- Vorliegender Text
━━━━

# Gentoo Installer neue Live DVD 10.1

## Tinitus

Hallo,

ich habe mir mal die neue Live DVD (livedvd-x86-amd64-32ul-10.1.iso) heruntergeladen.

Erst mal ganz geniales Teil. Läuft auf einem aktuellen Rechner ohne Probleme mit dem neuen KDE.

Danke an die "Ersteller"!

Nun meine Frage:

Wo ist denn der Installer in dieser DVD? Wollte das gerne mal ausprobieren. Hatte gestern mal den von der 2008 CD getestet. Leider ist das Update auf ein aktuelles System wegen vieler Fehler in den ebuilds nicht ganz einfach und hat mich ca. 6h Stunden gekostet.

Tipp an dieser Stelle: Festplatte zuerst manuell mit fdisk einrichten dann klappt es besser.

Deshalb wollte ich das eigentlich ganz gute Installerteil mal mit einem aktuelleren System testen.

Nur finde ich es hier nicht. Oder habe ich die falsche DVD?

G. R.

----------

## Tinitus

 *Tinitus wrote:*   

> Hallo,
> 
> ich habe mir mal die neue Live DVD (livedvd-x86-amd64-32ul-10.1.iso) heruntergeladen.

━━━━

- Aufgabe 1
Welchen Tipp zur Festplatte gibt der Forenbeitrag zum Gentoo-Installer?
- Aufgabe 2
Schreibe einen Abschnitt aus dem Forenbeitrag zum Gentoo-Installer wortgetreu ab. Fang bei den Worten „Wo ist denn“ an und hör nach „aktuelleren System testen.“ auf.

- Gegebenes Material
━━━━

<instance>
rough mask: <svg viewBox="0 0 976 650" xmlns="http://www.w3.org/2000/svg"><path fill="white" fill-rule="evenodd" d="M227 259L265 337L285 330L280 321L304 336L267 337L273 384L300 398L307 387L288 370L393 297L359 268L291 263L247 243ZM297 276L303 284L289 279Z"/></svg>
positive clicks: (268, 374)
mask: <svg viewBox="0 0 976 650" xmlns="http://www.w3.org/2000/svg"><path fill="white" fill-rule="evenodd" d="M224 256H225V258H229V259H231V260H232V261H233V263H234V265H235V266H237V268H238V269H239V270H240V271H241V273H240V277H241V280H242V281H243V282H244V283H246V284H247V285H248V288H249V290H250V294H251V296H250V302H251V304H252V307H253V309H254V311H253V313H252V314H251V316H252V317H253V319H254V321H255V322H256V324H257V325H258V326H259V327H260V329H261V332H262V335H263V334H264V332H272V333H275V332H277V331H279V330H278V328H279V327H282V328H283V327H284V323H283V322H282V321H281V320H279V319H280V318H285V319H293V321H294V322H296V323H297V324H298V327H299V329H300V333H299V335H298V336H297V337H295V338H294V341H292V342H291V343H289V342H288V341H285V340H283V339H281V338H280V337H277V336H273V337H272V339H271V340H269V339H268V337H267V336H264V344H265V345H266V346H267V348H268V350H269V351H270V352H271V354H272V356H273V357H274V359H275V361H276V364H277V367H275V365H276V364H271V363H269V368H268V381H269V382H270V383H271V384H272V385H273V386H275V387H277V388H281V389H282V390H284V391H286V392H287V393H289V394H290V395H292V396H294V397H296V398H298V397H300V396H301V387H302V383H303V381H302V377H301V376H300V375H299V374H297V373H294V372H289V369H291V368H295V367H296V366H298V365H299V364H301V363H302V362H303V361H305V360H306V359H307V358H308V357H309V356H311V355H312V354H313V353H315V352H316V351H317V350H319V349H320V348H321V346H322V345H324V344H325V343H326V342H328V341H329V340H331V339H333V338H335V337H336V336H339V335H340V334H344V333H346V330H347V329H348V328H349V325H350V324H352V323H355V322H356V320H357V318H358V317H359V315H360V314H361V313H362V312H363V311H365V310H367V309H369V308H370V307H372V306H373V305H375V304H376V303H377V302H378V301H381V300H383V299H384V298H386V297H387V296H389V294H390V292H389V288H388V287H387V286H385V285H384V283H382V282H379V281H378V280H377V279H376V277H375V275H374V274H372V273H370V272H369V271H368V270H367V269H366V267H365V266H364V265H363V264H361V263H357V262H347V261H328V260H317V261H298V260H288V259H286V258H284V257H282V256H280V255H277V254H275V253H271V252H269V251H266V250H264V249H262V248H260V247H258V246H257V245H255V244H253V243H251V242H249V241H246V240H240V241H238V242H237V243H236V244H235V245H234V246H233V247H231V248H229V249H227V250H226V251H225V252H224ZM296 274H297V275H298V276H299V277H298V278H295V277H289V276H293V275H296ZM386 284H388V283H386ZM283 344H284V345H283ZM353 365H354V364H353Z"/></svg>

━━━━

- Schriftliche Lösung 1
Die Festplatte zuerst manuell mit fdisk einrichten, dann klappt es besser.

- Schriftliche Lösung 2
Wo ist denn der Installer in dieser DVD? Wollte das gerne mal ausprobieren. Hatte gestern mal den von der 2008 CD getestet. Leider ist das Update auf ein aktuelles System wegen vieler Fehler in den ebuilds nicht ganz einfach und hat mich ca. 6h Stunden gekostet.

Tipp an dieser Stelle: Festplatte zuerst manuell mit fdisk einrichten dann klappt es besser.

Deshalb wollte ich das eigentlich ganz gute Installerteil mal mit einem aktuelleren System testen.